== DIRECTIONS FOR THIS TASK ==
Transcribe the data as written, minus images.

== DATA SUPPLIED ==
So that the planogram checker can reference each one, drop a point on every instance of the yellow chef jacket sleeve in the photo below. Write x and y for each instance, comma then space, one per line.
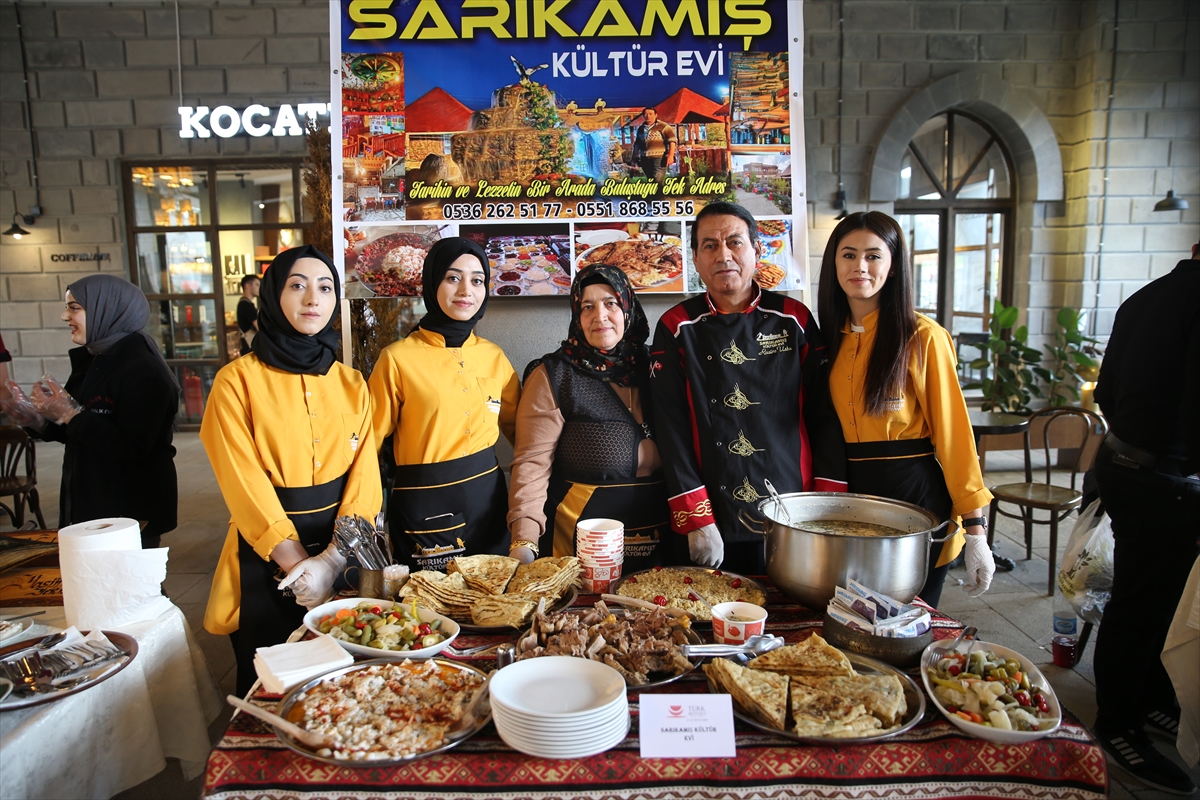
946, 413
364, 492
387, 388
509, 401
247, 491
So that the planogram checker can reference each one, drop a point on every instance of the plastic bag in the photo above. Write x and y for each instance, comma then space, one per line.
53, 402
21, 409
1086, 573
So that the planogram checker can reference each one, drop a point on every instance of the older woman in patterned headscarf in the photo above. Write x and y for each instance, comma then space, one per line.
585, 435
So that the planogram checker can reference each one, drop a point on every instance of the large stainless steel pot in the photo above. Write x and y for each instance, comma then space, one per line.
807, 565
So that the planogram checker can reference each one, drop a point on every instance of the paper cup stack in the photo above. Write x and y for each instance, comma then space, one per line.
600, 547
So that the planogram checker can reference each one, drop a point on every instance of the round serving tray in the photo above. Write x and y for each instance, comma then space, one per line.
693, 638
293, 697
913, 698
124, 641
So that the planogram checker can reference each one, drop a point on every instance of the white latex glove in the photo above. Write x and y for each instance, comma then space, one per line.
706, 547
522, 554
312, 579
53, 402
981, 566
21, 408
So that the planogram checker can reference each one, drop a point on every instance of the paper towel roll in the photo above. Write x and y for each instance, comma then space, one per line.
109, 534
107, 578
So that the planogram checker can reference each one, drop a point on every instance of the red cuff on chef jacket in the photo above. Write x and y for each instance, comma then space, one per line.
691, 510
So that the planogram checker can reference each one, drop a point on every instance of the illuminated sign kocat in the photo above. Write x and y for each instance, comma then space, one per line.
201, 121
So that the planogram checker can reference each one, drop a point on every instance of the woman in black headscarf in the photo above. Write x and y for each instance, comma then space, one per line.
117, 413
288, 432
447, 395
585, 435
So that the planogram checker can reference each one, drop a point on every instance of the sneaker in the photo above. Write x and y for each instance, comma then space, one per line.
1163, 723
1133, 752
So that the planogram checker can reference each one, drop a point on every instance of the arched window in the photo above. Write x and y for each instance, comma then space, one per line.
957, 203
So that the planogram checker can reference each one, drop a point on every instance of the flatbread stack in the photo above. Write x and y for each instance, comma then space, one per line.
763, 695
811, 657
443, 593
817, 684
547, 576
492, 590
486, 573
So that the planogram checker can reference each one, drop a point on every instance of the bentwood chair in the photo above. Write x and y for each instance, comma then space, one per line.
1074, 428
17, 446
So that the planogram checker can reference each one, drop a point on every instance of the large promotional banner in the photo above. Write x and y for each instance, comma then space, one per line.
558, 133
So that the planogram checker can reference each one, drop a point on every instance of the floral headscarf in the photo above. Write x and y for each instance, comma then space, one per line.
624, 364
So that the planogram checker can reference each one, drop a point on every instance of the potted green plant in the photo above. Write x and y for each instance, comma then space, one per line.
1071, 360
1009, 382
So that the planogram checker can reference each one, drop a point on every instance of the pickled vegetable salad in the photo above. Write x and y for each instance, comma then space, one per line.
990, 691
369, 624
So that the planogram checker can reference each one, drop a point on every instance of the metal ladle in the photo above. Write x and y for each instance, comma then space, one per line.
755, 645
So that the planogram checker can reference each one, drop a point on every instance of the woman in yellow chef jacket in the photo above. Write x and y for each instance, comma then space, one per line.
288, 432
447, 395
895, 389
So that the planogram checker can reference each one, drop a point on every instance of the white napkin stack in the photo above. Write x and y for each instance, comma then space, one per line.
108, 579
283, 666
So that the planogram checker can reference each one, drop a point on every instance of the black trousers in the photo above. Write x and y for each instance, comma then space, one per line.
1156, 541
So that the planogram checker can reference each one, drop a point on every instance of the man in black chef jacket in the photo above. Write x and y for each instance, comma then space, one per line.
736, 382
1147, 475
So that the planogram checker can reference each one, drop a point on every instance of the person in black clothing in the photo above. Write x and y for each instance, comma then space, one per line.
741, 397
1147, 475
247, 312
119, 458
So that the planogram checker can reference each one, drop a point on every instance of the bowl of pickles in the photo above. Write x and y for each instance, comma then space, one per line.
383, 629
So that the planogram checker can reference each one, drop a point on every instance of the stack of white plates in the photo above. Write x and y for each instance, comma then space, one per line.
558, 707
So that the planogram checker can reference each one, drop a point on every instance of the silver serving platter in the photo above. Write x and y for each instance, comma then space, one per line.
293, 697
97, 674
913, 698
615, 589
559, 605
693, 638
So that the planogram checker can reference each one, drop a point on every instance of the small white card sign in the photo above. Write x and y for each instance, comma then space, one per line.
687, 726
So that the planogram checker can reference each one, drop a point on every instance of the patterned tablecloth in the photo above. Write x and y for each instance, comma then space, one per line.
934, 759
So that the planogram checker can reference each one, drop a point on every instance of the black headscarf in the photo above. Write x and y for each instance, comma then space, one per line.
277, 343
444, 253
114, 308
624, 364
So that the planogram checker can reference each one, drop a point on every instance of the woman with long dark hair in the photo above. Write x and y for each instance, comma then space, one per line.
288, 432
585, 443
894, 384
447, 395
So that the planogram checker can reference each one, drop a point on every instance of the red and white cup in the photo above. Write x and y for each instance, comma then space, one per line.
737, 621
600, 547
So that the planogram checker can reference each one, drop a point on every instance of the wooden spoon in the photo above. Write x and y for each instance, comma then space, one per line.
307, 738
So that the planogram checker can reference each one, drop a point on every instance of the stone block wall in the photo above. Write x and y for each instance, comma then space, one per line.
1057, 54
105, 85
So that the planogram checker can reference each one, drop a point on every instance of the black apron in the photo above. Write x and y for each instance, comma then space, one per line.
641, 504
453, 507
905, 470
268, 615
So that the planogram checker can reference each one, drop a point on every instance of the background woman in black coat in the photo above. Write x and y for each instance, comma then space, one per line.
119, 459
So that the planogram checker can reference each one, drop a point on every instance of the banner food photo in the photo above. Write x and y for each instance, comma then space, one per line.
557, 134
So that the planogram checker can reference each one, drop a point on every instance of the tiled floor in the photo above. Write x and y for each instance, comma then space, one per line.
1014, 613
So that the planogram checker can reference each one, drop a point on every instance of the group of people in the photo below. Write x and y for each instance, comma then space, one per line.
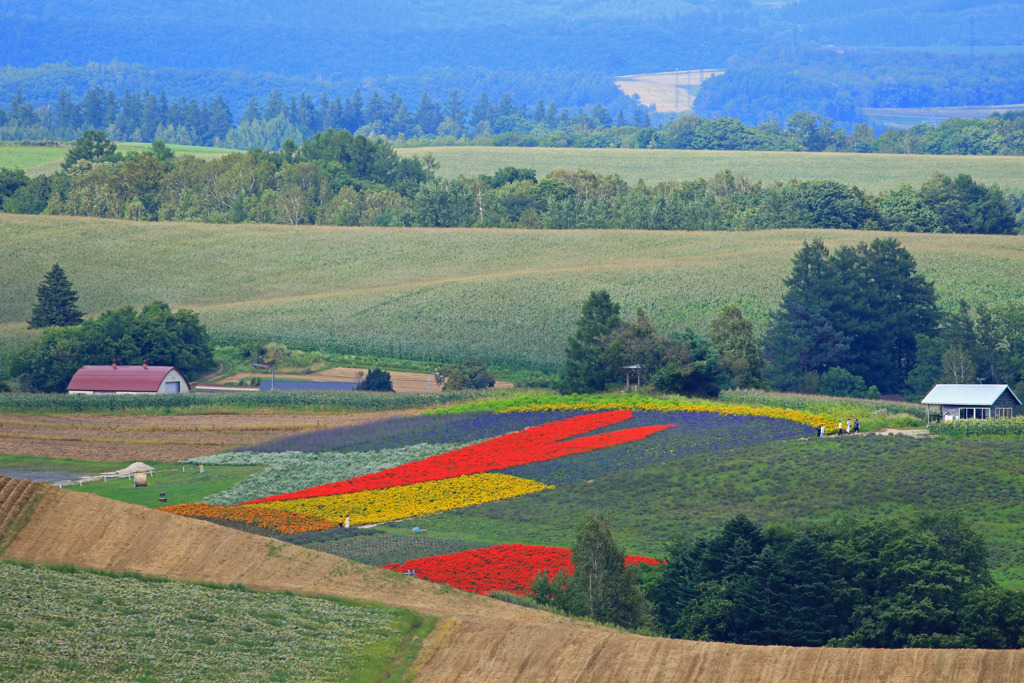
852, 427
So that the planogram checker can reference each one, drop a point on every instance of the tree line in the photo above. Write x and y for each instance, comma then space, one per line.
855, 322
338, 178
145, 117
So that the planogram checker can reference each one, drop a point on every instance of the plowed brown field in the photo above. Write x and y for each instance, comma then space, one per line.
165, 438
478, 639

== EXERCISE RESULT ==
So that the planogram checker can reference each one, drop a point on every instance of the yellow chef jacket sleeve in the photo below. Write x and y for each instance, comma then space, one per line.
946, 413
364, 492
387, 388
509, 401
247, 491
So that the planogram checker can reference each one, drop a point on every instance of the plastic bag in the photo above. Write x and y for each instance, comma then space, one per line.
53, 402
21, 409
1086, 573
So that the planogram checker can reference each one, drop a point on every instance of the older woman in patterned headscarf in the photo above. Write x and y for each instance, comma then space, one per line.
585, 435
So that the planogram checker can reference each one, drop a point on every instance of the large stainless steel pot in the photo above. Write x and y for each instance, comma then space, one per line.
807, 565
So that the planogram checker can reference each one, drop a point on every instance of the paper cup stack in the photo above. Write x and y for each instance, comma then space, one per line.
600, 547
So that the planogram checker can reference each one, drop a point on every instance of the round serving tray in the photo above. Write x and y for each instance, comma then space, one per line.
693, 638
293, 697
913, 698
124, 641
So that the planogram checker can reference each one, drop a point on every instance of the white latex glove in the photo above. Write x and y for each instance, comma then space, one per line.
706, 547
522, 554
312, 579
53, 402
981, 566
21, 408
So that the planogram checker can reference each one, drop a point on every instance of the paper towel roll in the photo above. Write x and y for each instance, comma then space, one per line.
109, 534
107, 578
So that the planogram checker can reference each one, drop a point on every instance of the red cuff on chef jacket in the photo above. Write x and y for each instance, comma then space, one per line.
691, 510
So that the planogram checker can reference each one, drop a point on every instance of the illuminated sign kocat in the photo above. Write x and y for each instance, comma then space, one per line.
201, 121
So that the planogram checker can reference each one, drop a point on every instance of the woman in black headscarf in the photo above. Write x and y for each instance, comma then space, one per line.
117, 413
288, 432
447, 395
585, 435
So that the planogram checker can reference each one, drop a point on every instance of the sneaker in the photo above. Write x and y for each instance, comma then space, one per line.
1163, 723
1133, 752
So that the planogram checker can reference each one, drop a point on every instance of the arched window in the photo above. Write x and y for each instance, comma then space, one per line.
957, 203
So that the planogram checker can reference each one, drop a point on every instance of the flatbread stack in the photo above. Write x and y for each instance, comma then space, one per line.
763, 695
811, 657
443, 593
817, 684
547, 576
492, 590
486, 573
So that the planogram checker can reference each one, drop a point on every instance of the bentwood chair in the photo above. Write x and y for each instance, comma then space, one per line.
1074, 428
17, 446
So that the planogram checker can reference each one, drop a point on every instance of the large promotional banner in the photo above. Write x and y for each instance, comma then space, one per line.
558, 133
So that the planogram checker can reference each one, drop a point on every instance of the floral headscarf in the photo above. Write x and y for each instance, comma then space, one per line.
624, 364
So that the planogram checker can reference each one, drop a point on every instance of the potted green plant in the photo above. Write x and y for each instance, comma then space, one per line.
1071, 360
1009, 382
So that the planogram checker can reference each one, drop a point on every instance of the pickled vegetable salad in the photo above. Write x and y for each instance, comma then space, one per line.
990, 691
369, 624
So that the planogram checker can reference each one, drop a point on every instance of the metal ladle in the photo above. Write x and y for each instance, comma then space, one per line.
755, 645
So that the planogram checker can reference each one, drop a point on every instance of the woman in yellow chef jacket in the photo above. Write x and y for each instance, comma then space, one per line.
288, 432
447, 395
895, 389
So that the planogram checker can reference each one, drop a point on every instance of the white napkin stack in the photo above. Write x and y for each instance, comma then space, one per line.
108, 579
283, 666
So that the planogram checker can reference each one, drop a point on every instance of the black trousers in the photo above. Write x and y for each instance, comma then space, one per line.
1156, 541
So that the planogram checker can reference each one, drop a point on every instance of the man in black chef jacket in the photo above. Write x and y for each instance, comma then space, one per line.
736, 382
1147, 475
So that the planogram checker can reference each one, drop a point on every instance of the person in black clothing in the photo above. Write x and y for each instance, comma then space, one per line.
741, 397
1147, 475
247, 312
119, 458
So that the planogram checker can reference each one, drop a point on every instance of the bowl of pickles in the photo above. Write x and y for each instance, comma then space, one per line.
383, 629
So that the planogram checker can reference each one, drop a point on every instance of the stack of white plates in the photo above. Write x and y for each instance, comma then space, one per line.
558, 707
So that the planogram checker can reference each one, drop a point on every instance of the silver serving platter in the photo above. Write x and y for each instance, comma then space, one per line.
293, 697
97, 674
913, 698
615, 589
559, 605
693, 638
So that the planogram checker can reference each one, drop a point on every instance of the small white card sign in the photo above. Write x and y for each instance, comma then space, one per line.
687, 726
So that the planogram checker can reference each one, drop a point on every instance of the patterned tablecloth in the photo above. Write x and y for each instance, comma then space, one per line.
934, 759
So that the planogram checker can reference each one, drop a point on every instance of the black headscarf in the photo above. Write x and y for each instance, comma then space, one per line.
277, 343
444, 253
114, 308
624, 364
So that the planogram checker can reference each one, drop a point on every instance of the woman with long dark hair in the photo above. Write x and y for each instance, comma then space, one per line.
288, 432
585, 443
894, 384
447, 395
So that the planogram checker can reference each one, drop a point on every instance of the red and white cup in the photo above. Write x and y for each instance, comma then space, one per line.
737, 621
600, 547
So that the planogram checker can reference each one, drop a point on every instance of the wooden spoon in the photo above. Write x and y for each instance, comma then space, one per line.
307, 738
So that the planogram checker can reference each one, drop a point on every instance of the stone block wall in the photo above. Write x and y for each instance, comma then space, one per line.
1057, 54
105, 85
So that the planogram checker can reference each one, drop a point on every instance of the black apron in the photo above. Write x and y for each instance, comma then space, one per line.
641, 504
453, 507
905, 470
268, 615
So that the planogram checker can reference each one, drop a point on every instance of the background woman in black coat in the photo above. Write x and y for each instance, comma then space, one per line.
119, 459
So that the planogram checker can reference each one, drop a point on every instance of the banner food photo in the photo above. Write x and y for each instance, comma then space, one per line.
557, 134
So that the planogram checker can reference each one, drop a point on every instance of the tiled floor in the photo above. Write x and y for each instance, comma then space, one per line.
1014, 613
So that the planogram checker can reference each one, drop a point on every instance of the group of people in the photo below. Write x and y for each instance, comma then space, one per line.
852, 427
So that the planogram checker can reference each one, drop a point on every instance of the tree line in the photo above. Write x and y for each instance, comma then space, one per line.
855, 322
338, 178
145, 117
So that the planogram checker can reference each one, drop a point on every instance of the plowed brown field in the photo above. Write x and y for each instance, comma then space, one per line.
165, 438
478, 639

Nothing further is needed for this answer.